**文書の抜粋:**
---+---
瀬戸内に複数の線路が伸びる兵庫では珍しくありません。
「コセンキョー」という言葉が日常的に交わされています。

令和に完成した跨線橋です。

令和跨線橋22日開通 たつの
南北アクセス改善期待

令和跨線橋=たつの市揖保町(兵庫県龍野土木事務所提供)

 中国自動車道山崎インターチェンジと国道250号をつなぐ揖龍南北幹線道路の一部で、県が整備を進めていた「令和跨線橋」(たつの市揖保町)が22日午後3時に開通する。これにより山陽自動車道以南の同幹線道路はすべて完成し、南北アクセスの飛躍的な改善が見込まれる。
 新跨線橋は、同幹線道路を構成する県道網干たつの線上に位置し、JR山陽線をまたぐ。
 県道は国道2号以南の約4キロ区間で幅員が狭く、JRの線路と交差する踏切では対向車の通過を待たなければならない状況だった。そこで交通円滑化のため、県とたつの市、太子町が工区を分けて2005年度から順次、新たなバイパス整備に着手した。
---+---
**取り組む課題:**
令和跨線橋の記事について、次の問いに答えてください。
1. 令和跨線橋は何日の何時に開通しますか？
2. 新跨線橋がまたぐ鉄道の路線は何ですか？
3. 県とたつの市、太子町がバイパス整備に着手したのは何年度からですか？

**与えられた資料:**
---+---
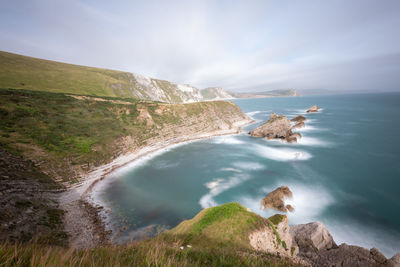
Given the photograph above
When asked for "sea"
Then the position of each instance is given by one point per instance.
(343, 172)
---+---
**演習の解答:**
1. 22日午後3時
2. JR山陽線
3. 2005年度